**Domande:**
• 1. Nel brano sull'attività culturale italiana a Marsiglia, dopo quanti anni il cinema italiano comincia a vedersi nelle sale cittadine?
• 2. Prosegui il brano sull'attività culturale italiana a Marsiglia, partendo subito dopo l'ultima frase riportata.

**Brano proposto:**
Da un lato rispondere alle domande locali, del territorio, dall’altro, per esempio, arrivando qui a Marsiglia ho trovato il cinema contemporaneo italiano in una situazione catastrofica, non c’erano sale disposte ad accoglierlo. E in quel caso sono stata io stessa a provocare una domanda. Mi sono messa a lavorare sul cinema italiano: come ho detto, abbiamo la fortuna di avere una cabina di proiezione e ogni anno ho messo su almeno una o due rassegne di cinema italiano contemporaneo. Il risultato? Finalmente a sei anni di distanza comincia a vedersi un po’ di cinema italiano anche qui nelle sale cittadine. Il compito dell’Iic come lo intendo io può essere riassunto in due aspetti complementari: rispondere – certo, oculatamente – alla domanda locale e suscitarla per quei settori che non sono presenti o che non godono più di buona fama com’era il caso del cinema italiano contemporaneo.

La lingua italiana. Chi la studia e per quali ragioni?

Voci salvate
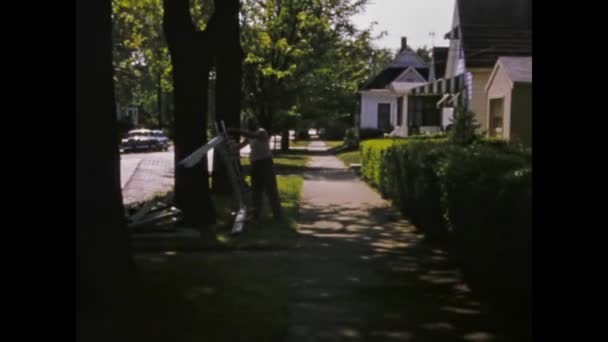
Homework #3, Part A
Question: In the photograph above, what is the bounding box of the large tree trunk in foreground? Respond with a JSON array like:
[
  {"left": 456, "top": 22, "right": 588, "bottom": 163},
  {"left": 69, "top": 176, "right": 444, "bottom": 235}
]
[
  {"left": 76, "top": 0, "right": 135, "bottom": 341},
  {"left": 213, "top": 0, "right": 244, "bottom": 193},
  {"left": 163, "top": 0, "right": 215, "bottom": 225}
]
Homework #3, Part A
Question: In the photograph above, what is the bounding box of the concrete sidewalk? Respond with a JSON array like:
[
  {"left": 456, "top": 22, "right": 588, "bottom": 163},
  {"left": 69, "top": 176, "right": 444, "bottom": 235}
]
[{"left": 285, "top": 142, "right": 505, "bottom": 342}]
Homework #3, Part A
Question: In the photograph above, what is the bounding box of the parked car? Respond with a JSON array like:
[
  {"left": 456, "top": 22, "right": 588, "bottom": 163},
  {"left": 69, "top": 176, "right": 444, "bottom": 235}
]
[{"left": 120, "top": 129, "right": 169, "bottom": 152}]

**Risultati per attività:**
• 1. Dopo sei anni.

• 2.
Quando sono arrivata avevamo corsi di lingua frequentati prevalentemente da persone di una certa età, spesso di origine italiana (chiamiamoli di seconda o terza generazione). La loro motivazione stava nel voler recuperare la lingua italiana che i genitori avevano impedito loro di imparare. Molto spesso infatti accade che un popolo che emigra impedisce ai propri figli d’imparare la lingua del paese d’origine perché la prima preoccupazione è l’integrazione. Ed è un fatto che soprattutto la seconda generazione non parla mai la lingua italiana perché non si parla neanche in casa. Al limite parla un dialetto. Arrivati alla terza generazione c’è una sorta di recupero d’identità. C’erano anche quelli che erano interessati alla lingua italiana perché avevano tempo libero per viaggiare. Quando sono arrivata la situazione era questa.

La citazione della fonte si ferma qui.